(TO DO)
Render all of the material below as a numbered list, one item per line, and leave out the blank lines.

(DATASET EXTRACT)
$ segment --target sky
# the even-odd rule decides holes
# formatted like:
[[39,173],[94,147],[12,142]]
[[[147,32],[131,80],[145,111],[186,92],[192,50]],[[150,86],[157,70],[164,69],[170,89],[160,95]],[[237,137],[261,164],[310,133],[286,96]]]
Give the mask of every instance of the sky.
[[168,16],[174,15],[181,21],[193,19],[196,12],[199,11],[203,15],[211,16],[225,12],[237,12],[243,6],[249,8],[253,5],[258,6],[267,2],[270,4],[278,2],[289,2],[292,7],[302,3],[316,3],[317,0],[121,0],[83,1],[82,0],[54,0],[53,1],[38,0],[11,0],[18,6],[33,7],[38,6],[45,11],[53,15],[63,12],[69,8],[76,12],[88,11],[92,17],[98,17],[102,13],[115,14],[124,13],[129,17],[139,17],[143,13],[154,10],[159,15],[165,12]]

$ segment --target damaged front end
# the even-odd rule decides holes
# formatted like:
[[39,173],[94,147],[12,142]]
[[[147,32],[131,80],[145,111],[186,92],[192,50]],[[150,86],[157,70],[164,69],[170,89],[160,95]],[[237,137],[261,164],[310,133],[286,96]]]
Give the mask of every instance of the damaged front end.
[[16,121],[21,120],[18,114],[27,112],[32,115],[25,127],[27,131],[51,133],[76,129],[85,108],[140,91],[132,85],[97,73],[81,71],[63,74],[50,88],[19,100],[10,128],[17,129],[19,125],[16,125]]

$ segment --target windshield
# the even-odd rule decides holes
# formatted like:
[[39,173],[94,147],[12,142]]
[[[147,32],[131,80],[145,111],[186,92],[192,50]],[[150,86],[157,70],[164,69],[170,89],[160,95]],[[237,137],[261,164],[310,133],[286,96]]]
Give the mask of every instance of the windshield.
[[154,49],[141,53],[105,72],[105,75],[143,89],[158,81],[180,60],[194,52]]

(OUTPUT OF THE EXERCISE)
1. $ segment --target sky
2. # the even-odd rule decides holes
3. # formatted like:
4. [[39,173],[94,147],[12,142]]
5. [[[147,32],[131,80],[145,111],[186,92],[192,50]],[[150,86],[157,70],[164,69],[170,89],[160,95]],[[237,137],[261,164],[310,133],[286,96]]]
6. Give the mask of every instance of the sky.
7. [[168,16],[174,15],[181,21],[193,19],[196,12],[199,11],[203,15],[211,16],[225,12],[237,12],[243,6],[249,8],[253,5],[258,6],[267,2],[270,4],[278,2],[289,2],[292,7],[302,3],[316,3],[317,0],[121,0],[83,1],[82,0],[54,0],[53,1],[38,0],[11,0],[18,6],[33,7],[38,6],[45,11],[53,15],[63,12],[69,8],[76,12],[88,11],[92,17],[98,17],[102,13],[115,14],[124,13],[129,17],[139,17],[143,13],[154,10],[159,15],[165,12]]
8. $ segment --target damaged front end
9. # the even-odd rule decides holes
10. # formatted like:
11. [[39,173],[94,147],[12,142]]
12. [[[147,32],[131,80],[145,111],[186,92],[192,50]],[[150,86],[157,70],[164,69],[170,89],[160,95]],[[237,137],[261,164],[310,133],[286,96]]]
13. Give the mask of every instance of the damaged front end.
14. [[16,121],[21,120],[18,114],[27,112],[32,115],[25,127],[27,131],[51,133],[76,129],[85,108],[140,91],[132,85],[97,73],[81,71],[63,74],[50,88],[19,100],[10,128],[17,129],[19,125],[16,125]]
15. $ segment --target windshield
16. # the even-odd rule decides holes
17. # formatted like:
18. [[39,173],[94,147],[12,142]]
19. [[[147,32],[131,80],[145,111],[186,92],[192,50]],[[150,86],[157,70],[164,69],[170,89],[160,95]],[[237,137],[261,164],[310,133],[286,96]]]
20. Give the mask of every instance of the windshield.
21. [[154,49],[141,53],[105,72],[105,75],[143,89],[158,81],[180,60],[194,52]]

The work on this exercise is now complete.